- Goal -
Print all of the lines exactly. Any picture among them stays out.

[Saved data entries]
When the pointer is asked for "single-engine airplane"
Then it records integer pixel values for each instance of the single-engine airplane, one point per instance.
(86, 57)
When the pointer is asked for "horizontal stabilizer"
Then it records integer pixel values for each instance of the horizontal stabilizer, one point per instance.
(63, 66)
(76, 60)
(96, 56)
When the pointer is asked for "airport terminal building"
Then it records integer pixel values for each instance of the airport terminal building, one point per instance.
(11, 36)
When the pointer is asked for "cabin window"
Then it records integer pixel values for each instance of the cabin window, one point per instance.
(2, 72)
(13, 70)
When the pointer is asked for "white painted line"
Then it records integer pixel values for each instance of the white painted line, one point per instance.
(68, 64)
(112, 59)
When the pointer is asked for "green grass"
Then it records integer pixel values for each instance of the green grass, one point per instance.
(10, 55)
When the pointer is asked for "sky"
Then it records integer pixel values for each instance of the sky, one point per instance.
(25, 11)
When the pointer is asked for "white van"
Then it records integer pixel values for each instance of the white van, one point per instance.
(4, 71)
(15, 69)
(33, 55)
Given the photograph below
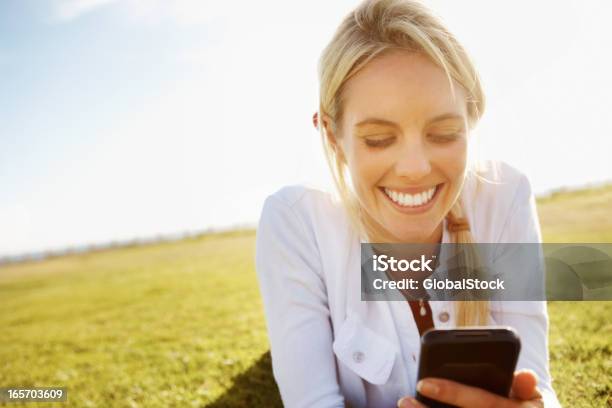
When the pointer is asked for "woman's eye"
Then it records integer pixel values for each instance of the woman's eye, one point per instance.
(445, 138)
(379, 142)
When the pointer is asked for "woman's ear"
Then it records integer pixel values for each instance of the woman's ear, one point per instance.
(325, 121)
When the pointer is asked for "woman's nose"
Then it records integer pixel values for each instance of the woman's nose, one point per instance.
(412, 161)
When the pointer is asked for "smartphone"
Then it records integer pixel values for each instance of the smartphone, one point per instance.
(483, 357)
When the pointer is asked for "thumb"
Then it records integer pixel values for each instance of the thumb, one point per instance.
(524, 385)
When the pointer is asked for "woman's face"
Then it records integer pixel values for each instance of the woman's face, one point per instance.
(404, 139)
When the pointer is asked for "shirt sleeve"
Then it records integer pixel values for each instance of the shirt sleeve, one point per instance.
(297, 313)
(528, 318)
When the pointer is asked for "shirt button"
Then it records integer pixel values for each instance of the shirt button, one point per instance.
(358, 356)
(443, 316)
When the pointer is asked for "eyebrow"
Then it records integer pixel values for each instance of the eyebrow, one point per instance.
(378, 121)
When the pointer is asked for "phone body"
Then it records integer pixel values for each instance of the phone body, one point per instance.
(483, 357)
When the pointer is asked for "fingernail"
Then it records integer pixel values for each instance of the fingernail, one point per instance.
(408, 402)
(427, 388)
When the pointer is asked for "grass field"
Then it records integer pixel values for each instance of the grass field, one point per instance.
(181, 324)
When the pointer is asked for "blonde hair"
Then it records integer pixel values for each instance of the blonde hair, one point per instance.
(374, 27)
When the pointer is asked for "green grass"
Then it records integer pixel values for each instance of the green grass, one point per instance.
(181, 324)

- Right answer -
When the pointer is asked for "single-engine airplane"
Then it records integer pixel values for each instance of the single-engine airplane, one point per instance.
(86, 57)
When the pointer is asked for "horizontal stabilizer"
Then it records integer pixel values for each instance of the horizontal stabilizer, one point per instance.
(63, 66)
(76, 60)
(96, 56)
When the pointer is asked for "airport terminal building"
Then it records integer pixel values for each instance of the airport terminal building, one point per instance.
(11, 36)
When the pointer is asked for "cabin window"
Then it records integer pixel values for each instance of the cabin window, one point per instance.
(2, 72)
(13, 70)
When the pointer is asked for "white painted line"
Then it records integer pixel values for each instance of the white painted line, one point per instance.
(68, 64)
(112, 59)
When the pointer is asked for "green grass"
Then it records integer pixel values for each instance of the green grass, one point per instance.
(10, 55)
When the pointer is asked for "sky"
Then it records integer pixel values for each instance of the sky, one point per instance.
(25, 11)
When the pointer is asked for "white van"
Then it records integer pixel values for each instance of the white van, one point per instance.
(4, 71)
(15, 69)
(33, 55)
Given the photograph below
When the pointer is asked for "woman's eye"
Then it records integer pixel values for each instance of the woman's eye, one point per instance.
(445, 138)
(379, 142)
When the pointer is asked for "woman's ear"
Then it records integer pixel values for each instance of the woman's ear, one point per instance.
(325, 121)
When the pointer is asked for "woman's nose"
Then it records integer pixel values for each instance of the woman's nose, one point per instance.
(412, 161)
When the pointer is asked for "smartphone"
Then it records integer pixel values for each instance of the smartphone, one point per instance.
(483, 357)
When the pointer is asked for "thumb"
Then it records integer pixel values for each instance of the thumb, one point per instance.
(524, 385)
When the pointer is asked for "woman's face"
Then it records integer pixel values for each instance of the woman's face, one point per instance.
(404, 139)
When the pointer is asked for "shirt sleeve"
Then it records integer pixel values for each instance of the shirt sleeve, one point per instance.
(297, 313)
(528, 318)
When the pointer is asked for "shirt button"
Then it records integer pixel values for each instance of the shirt button, one point per instance.
(358, 356)
(443, 316)
When the pointer is asked for "eyebrow"
Then it records integer pixel values for each instance of the eyebrow, one point per instance.
(378, 121)
When the pointer is asked for "phone body"
Then it records integer pixel values for each instance of the phone body, one point per instance.
(483, 357)
When the pointer is asked for "fingernail"
Then it records integer pixel values for each instance of the fingernail, one point per instance.
(408, 402)
(427, 388)
When the pointer is asked for "grass field"
Then it records integer pixel values for each instance of the grass field, one point per instance.
(181, 324)
When the pointer is asked for "blonde hair"
Then it records integer pixel values for each instance of the blonde hair, one point per instance.
(374, 27)
When the pointer is asked for "green grass"
Then it records integer pixel values for each instance of the green grass, one point per instance.
(181, 324)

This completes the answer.